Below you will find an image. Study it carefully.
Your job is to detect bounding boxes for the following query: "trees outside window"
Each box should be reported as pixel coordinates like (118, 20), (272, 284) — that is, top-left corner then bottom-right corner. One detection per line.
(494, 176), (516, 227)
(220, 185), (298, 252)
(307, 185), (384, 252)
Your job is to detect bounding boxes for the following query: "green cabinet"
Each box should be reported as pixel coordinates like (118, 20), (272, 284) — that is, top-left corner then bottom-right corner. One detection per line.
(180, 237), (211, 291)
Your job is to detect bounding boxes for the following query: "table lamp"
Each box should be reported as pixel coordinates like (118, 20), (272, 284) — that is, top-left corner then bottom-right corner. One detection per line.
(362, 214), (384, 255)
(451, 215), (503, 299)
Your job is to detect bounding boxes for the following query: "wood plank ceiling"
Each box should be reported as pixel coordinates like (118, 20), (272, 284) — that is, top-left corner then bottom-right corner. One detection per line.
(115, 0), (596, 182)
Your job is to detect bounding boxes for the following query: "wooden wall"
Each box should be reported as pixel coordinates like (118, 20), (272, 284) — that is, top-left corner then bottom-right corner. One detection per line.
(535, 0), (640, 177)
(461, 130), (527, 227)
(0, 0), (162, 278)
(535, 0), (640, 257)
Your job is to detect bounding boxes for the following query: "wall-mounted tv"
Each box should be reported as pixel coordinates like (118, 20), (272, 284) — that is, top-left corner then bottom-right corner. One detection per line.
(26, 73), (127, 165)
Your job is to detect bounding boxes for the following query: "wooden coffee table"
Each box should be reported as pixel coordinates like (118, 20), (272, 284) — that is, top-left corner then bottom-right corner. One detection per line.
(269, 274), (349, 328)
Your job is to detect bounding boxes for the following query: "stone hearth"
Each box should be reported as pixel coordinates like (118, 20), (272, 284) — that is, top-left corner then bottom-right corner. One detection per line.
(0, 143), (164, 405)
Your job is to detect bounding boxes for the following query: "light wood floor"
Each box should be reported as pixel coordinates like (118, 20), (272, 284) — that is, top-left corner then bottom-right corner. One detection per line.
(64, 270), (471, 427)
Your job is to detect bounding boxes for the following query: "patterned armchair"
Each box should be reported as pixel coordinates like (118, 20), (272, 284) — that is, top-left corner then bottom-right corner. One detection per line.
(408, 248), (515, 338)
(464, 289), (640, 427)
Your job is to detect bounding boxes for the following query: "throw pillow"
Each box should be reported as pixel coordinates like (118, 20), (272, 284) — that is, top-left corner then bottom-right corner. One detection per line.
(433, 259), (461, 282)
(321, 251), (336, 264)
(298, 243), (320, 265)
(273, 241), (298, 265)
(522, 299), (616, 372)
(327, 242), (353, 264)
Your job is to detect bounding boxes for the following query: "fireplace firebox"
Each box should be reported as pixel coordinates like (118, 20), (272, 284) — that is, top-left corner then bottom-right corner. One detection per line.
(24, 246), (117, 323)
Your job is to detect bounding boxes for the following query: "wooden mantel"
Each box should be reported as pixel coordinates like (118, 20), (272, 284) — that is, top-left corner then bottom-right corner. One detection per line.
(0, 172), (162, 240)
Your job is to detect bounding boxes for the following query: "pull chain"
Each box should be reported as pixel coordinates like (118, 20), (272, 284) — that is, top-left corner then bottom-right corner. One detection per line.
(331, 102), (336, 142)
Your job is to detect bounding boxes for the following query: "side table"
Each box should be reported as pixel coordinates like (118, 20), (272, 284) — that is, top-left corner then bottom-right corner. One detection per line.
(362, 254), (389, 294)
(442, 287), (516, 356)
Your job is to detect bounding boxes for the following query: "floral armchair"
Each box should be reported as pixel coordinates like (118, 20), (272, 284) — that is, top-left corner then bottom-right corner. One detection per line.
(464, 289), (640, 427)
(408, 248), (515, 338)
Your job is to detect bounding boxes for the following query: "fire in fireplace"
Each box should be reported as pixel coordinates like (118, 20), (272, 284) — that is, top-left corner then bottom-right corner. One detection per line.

- - -

REQUIREMENT: Retype, character for character, everything from the very start of the rows above down to the line that contains "(180, 237), (211, 291)", including that line.

RESULT FOR THIS TASK:
Below you will find an image. Study it carefully.
Your job is to detect bounding boxes for the following query: "trees outside window"
Each box should be reported as pixel coordinates like (118, 20), (272, 284) — that is, top-left corner then bottom-right corner. One detection per line.
(494, 176), (516, 227)
(220, 185), (298, 252)
(307, 185), (384, 252)
Your job is to detect bounding boxes for the following query: "green cabinet"
Each box should be reported as pixel coordinates like (118, 20), (272, 284) — that is, top-left corner then bottom-right corner. One detection per line.
(180, 237), (211, 291)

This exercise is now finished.